▶ **LISTING**:
◆ ◆ ◆ ◆

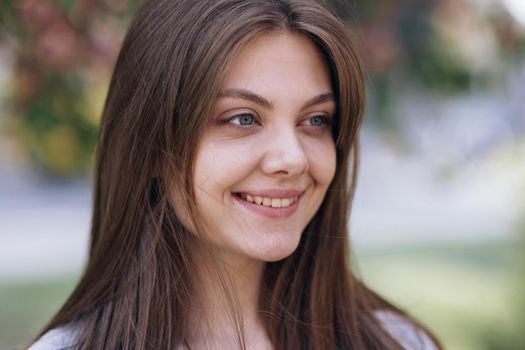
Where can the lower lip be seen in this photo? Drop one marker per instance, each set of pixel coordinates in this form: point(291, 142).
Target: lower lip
point(269, 211)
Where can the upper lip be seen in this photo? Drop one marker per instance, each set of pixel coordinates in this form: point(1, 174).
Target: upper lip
point(274, 193)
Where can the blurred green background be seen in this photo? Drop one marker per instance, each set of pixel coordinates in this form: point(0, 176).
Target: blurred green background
point(437, 223)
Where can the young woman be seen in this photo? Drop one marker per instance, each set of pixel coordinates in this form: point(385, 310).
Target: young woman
point(225, 170)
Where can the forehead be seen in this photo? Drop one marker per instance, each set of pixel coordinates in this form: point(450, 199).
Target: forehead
point(275, 62)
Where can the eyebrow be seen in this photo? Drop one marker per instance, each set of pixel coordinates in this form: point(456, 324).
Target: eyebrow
point(258, 99)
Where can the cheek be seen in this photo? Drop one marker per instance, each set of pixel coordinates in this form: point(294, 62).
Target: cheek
point(219, 165)
point(322, 159)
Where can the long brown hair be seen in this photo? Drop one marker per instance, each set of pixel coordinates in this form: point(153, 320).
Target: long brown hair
point(140, 273)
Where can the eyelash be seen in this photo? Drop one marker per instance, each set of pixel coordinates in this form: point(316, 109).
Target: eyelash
point(325, 121)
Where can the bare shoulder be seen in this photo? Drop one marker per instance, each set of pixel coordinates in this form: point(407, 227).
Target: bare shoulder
point(410, 336)
point(61, 338)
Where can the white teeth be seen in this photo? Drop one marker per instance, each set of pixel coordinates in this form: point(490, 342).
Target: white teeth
point(270, 202)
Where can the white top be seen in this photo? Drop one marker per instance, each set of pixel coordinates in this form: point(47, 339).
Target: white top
point(404, 332)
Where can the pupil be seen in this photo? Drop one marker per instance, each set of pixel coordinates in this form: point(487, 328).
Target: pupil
point(316, 121)
point(246, 119)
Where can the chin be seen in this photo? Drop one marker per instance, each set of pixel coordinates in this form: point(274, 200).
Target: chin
point(276, 251)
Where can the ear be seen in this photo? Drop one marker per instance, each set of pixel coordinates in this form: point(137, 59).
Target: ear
point(155, 192)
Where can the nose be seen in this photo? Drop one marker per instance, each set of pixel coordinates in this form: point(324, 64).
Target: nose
point(285, 155)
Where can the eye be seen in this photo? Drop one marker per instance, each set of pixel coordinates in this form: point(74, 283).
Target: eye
point(244, 119)
point(318, 121)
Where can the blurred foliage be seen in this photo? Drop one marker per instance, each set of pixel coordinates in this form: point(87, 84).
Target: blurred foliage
point(465, 300)
point(64, 51)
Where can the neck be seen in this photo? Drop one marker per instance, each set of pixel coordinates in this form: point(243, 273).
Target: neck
point(229, 294)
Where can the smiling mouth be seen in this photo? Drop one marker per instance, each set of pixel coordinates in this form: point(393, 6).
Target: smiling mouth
point(267, 201)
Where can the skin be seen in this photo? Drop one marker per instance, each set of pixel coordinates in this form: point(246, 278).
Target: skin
point(278, 144)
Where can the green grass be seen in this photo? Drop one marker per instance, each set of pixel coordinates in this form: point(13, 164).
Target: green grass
point(25, 307)
point(464, 292)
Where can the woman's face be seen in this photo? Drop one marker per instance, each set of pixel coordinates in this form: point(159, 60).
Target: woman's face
point(267, 156)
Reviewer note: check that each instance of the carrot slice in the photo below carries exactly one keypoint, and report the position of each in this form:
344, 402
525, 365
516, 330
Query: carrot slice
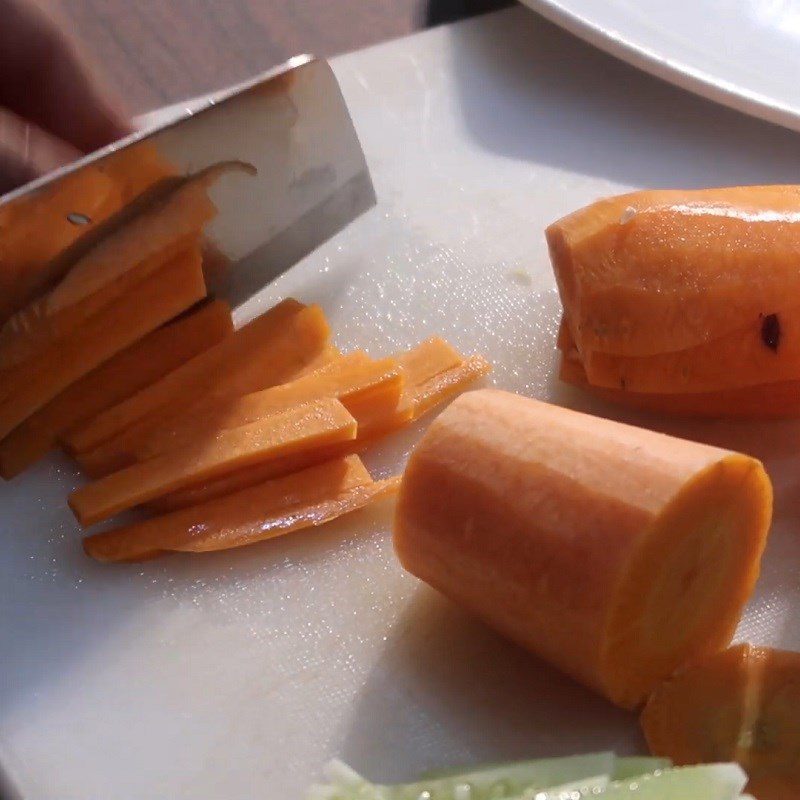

◆ ◆ ◆ ◆

▶ **WHAT NEEDS TO BE DONE**:
Update all of the material above by replacing every "marker" with "pin" and leaving everything else unchanged. Leave the pictures out of your answer.

▶ **ANSWER TO THIS PROBLEM**:
Where can the lower lip be seen in this photo? Drop one pin per instance, each set of pixel coordinates in this form: point(291, 142).
Target: lower lip
point(269, 211)
Where can the upper lip be seen in this photo? Drop one pin per instance, each set of pixel coordinates in this form: point(1, 174).
Target: upper lip
point(274, 193)
Where can the blurred green background be seen in this photo? Drop one pin per instance, each set of pixel coordinates in this form: point(0, 176).
Target: blurred green background
point(437, 223)
Where can the young woman be seen in this photo? Drop one pin per instance, each set of pixel coordinates in this form: point(385, 310).
Target: young woman
point(225, 170)
Where can the forehead be seen in this photo? Drop one pin per instance, each set of pixel coordinates in this form: point(450, 199).
Target: forehead
point(275, 62)
Where can the eyebrow be seen in this photo? Drop one pin per instance, each set of pixel coordinates in this form: point(456, 324).
Target: eyebrow
point(258, 99)
Where can the cheek be seen in this photo? Drop one pin per instance, each set of pixel coordinates in this form: point(294, 62).
Target: cheek
point(219, 165)
point(322, 159)
Where can the long brown hair be seen in this photo? Drop one pin per instance, each set of pixel coordinates in this form: point(153, 320).
Target: long brown hair
point(140, 273)
Where can the eyelash be seen in this photo? Drop one pin per instance, each set of pixel coordinates in this form: point(316, 109).
Target: eyelash
point(325, 121)
Where can the bare shoulder be seen in this photo? Drop one pin per instance, each set of pixel coordinates in this form: point(407, 227).
Target: bare shoulder
point(410, 336)
point(61, 338)
Where can the white teeth be seen in this photo? Drop one pin per instance, each set of pixel coordinates in this form: point(490, 342).
Target: white teeth
point(270, 202)
Where can the white top be seen in this photo? Drop one pin per instance, each set of pixel coordinates in this form: point(47, 339).
Target: white top
point(404, 332)
Where can the pupil be seen in this photo? Drop one pin per instance, each set of pixel coordinates in this form: point(487, 328).
Target: pupil
point(316, 121)
point(246, 119)
Where can the chin be seen in this photo? Drop one pin per instance, each set of pixel coordinates in this form: point(274, 200).
Target: chin
point(276, 251)
Where can the ear be seen in this photo? Drop one pin per instance, each set of pixel coordinates in this form: point(137, 59).
Target: ear
point(155, 192)
Where can the nose be seen in this photo? Drop one pin per instance, each set of pixel coordinates in this form: point(324, 64).
Target: nose
point(285, 155)
Where can the eye be seen in this photo? Drop one pin per instance, each set of pixel coordinates in this form: point(74, 283).
Target: eye
point(244, 119)
point(318, 121)
Where can the blurred foliage be seen in this photo? Drop one pin per instance, each set of pixel coordinates in this form: point(87, 84).
Target: blurred foliage
point(465, 300)
point(64, 51)
Where can the neck be seen in this photo? Drop one pin per instance, each set of pixel coordinates in this form: point(243, 273).
Target: neck
point(229, 294)
Where can the smiling mouth be seen in this photo? Drop one pin per instance, each set of pixel coordinates in this form: point(393, 6).
Target: smiling mouth
point(267, 201)
Where can the skin be seen in this photo? Drop one pin per instance, each set of pixel coordinates in this form: point(246, 278).
Target: skin
point(278, 144)
Where can the green grass be seen in this photo? Drop one pin per instance, each set of pixel coordinates in this form: point(13, 164).
Target: green grass
point(25, 307)
point(464, 292)
Where can the woman's face be seen in this photo? Drop one pin per instance, each set of pixel coordinates in this form: point(159, 60).
Target: woman's face
point(267, 156)
Reviewer note: check that each instance of the carrot slice in the photo below carries exactly one keypoint, and report the position of each in this form:
344, 402
525, 365
516, 330
Query: carrot slice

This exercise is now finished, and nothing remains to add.